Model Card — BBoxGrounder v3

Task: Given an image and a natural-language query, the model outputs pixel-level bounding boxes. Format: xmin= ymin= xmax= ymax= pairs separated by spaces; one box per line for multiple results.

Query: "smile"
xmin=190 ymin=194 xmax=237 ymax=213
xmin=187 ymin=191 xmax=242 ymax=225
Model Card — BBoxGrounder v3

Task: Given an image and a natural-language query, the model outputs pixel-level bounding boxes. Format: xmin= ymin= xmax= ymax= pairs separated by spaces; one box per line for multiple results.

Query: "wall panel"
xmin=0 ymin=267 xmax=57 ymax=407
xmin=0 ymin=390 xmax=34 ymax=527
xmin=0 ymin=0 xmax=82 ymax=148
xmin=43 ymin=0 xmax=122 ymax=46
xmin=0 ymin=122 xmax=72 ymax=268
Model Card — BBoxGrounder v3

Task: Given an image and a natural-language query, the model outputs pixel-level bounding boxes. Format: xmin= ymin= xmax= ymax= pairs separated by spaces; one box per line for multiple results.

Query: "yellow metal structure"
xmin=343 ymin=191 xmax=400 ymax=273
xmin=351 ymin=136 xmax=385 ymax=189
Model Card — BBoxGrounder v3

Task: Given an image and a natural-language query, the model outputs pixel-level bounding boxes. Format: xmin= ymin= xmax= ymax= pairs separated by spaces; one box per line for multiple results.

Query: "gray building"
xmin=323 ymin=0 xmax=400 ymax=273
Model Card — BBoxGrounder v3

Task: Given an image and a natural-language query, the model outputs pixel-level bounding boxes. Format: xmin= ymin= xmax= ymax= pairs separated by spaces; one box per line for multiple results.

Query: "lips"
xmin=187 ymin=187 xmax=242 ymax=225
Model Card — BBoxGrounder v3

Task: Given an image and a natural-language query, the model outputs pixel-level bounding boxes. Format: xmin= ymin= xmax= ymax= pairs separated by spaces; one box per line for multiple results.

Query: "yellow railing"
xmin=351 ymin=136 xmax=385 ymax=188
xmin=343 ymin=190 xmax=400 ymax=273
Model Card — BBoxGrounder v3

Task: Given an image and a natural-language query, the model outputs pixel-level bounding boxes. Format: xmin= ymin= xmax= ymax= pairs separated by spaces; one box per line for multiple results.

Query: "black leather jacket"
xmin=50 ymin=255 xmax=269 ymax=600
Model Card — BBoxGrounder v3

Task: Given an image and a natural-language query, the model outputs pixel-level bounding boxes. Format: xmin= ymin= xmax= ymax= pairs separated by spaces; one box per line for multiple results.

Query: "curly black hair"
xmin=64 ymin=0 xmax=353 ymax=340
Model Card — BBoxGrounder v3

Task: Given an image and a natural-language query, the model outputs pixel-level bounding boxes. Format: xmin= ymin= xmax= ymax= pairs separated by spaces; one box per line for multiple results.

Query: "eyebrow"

### WHAT NEEDS TO BE DONE
Turn every line of the entries above into a numbered list, leaving out the blank lines.

### EXERCISE ANSWER
1. Model Card — BBoxGrounder v3
2. Task: Given an image and a natural-language query, the model outputs pixel-level bounding boxes. Format: xmin= ymin= xmax= ymax= pairs separated by spaces; one box per line for multiple results.
3. Query: "smile"
4. xmin=190 ymin=194 xmax=237 ymax=213
5. xmin=187 ymin=191 xmax=242 ymax=225
6. Model Card — BBoxGrounder v3
7. Task: Given an image and a natural-language query, the model outputs pixel-level bounding boxes. Format: xmin= ymin= xmax= ymax= pairs separated by spaces; one box per line for multiple results.
8. Query: "wall panel"
9. xmin=0 ymin=267 xmax=57 ymax=407
10. xmin=0 ymin=390 xmax=34 ymax=527
11. xmin=0 ymin=0 xmax=82 ymax=148
12. xmin=43 ymin=0 xmax=122 ymax=46
13. xmin=0 ymin=122 xmax=72 ymax=268
14. Model Card — BBoxGrounder v3
15. Task: Given an image and a natural-language query, the model outputs pixel-level bounding boxes. Format: xmin= ymin= xmax= ymax= pairs separated by spaces; one box per line for multiple results.
16. Query: "yellow metal structure"
17. xmin=343 ymin=191 xmax=400 ymax=273
18. xmin=351 ymin=136 xmax=385 ymax=189
19. Model Card — BBoxGrounder v3
20. Task: Given an image and a natural-language query, the model outputs pixel-level bounding boxes. Format: xmin= ymin= xmax= ymax= pairs separated by spaces; one box per line for multiple results.
21. Query: "gray building"
22. xmin=323 ymin=0 xmax=400 ymax=273
23. Model Card — BBoxGrounder v3
24. Task: Given an image and a natural-language query, the model outputs pixel-level bounding boxes. Format: xmin= ymin= xmax= ymax= pairs separated by spaces; one box per line for multiple results.
25. Query: "lips"
26. xmin=187 ymin=187 xmax=242 ymax=225
27. Model Card — BBoxGrounder v3
28. Task: Given an image and a natural-language query, the model outputs pixel-level bounding boxes. Format: xmin= ymin= xmax= ymax= pairs separated by spaces; one box per line for multiple results.
29. Query: "yellow railing"
30. xmin=351 ymin=136 xmax=385 ymax=188
31. xmin=343 ymin=190 xmax=400 ymax=273
32. Model Card — BBoxGrounder v3
33. Task: Given an image and a natural-language query, the model outputs pixel-level bounding boxes. Format: xmin= ymin= xmax= ymax= pairs separated by spaces; one box per line for multiple results.
34. Query: "black leather jacket"
35. xmin=50 ymin=255 xmax=269 ymax=600
36. Model Card — BBoxGrounder v3
37. Task: Given an image and a natural-language query, the model outputs pixel-level bounding boxes. Format: xmin= ymin= xmax= ymax= pairs separated by spaces; one box per line for multiple results.
38. Query: "curly black hair"
39. xmin=64 ymin=0 xmax=353 ymax=340
40. Model Card — BBoxGrounder v3
41. Task: Given an image and a natural-language query, the model outputs pixel-level bounding boxes. Format: xmin= ymin= xmax= ymax= pairs separated by spaces; one box per line for multiple results.
42. Query: "eyebrow"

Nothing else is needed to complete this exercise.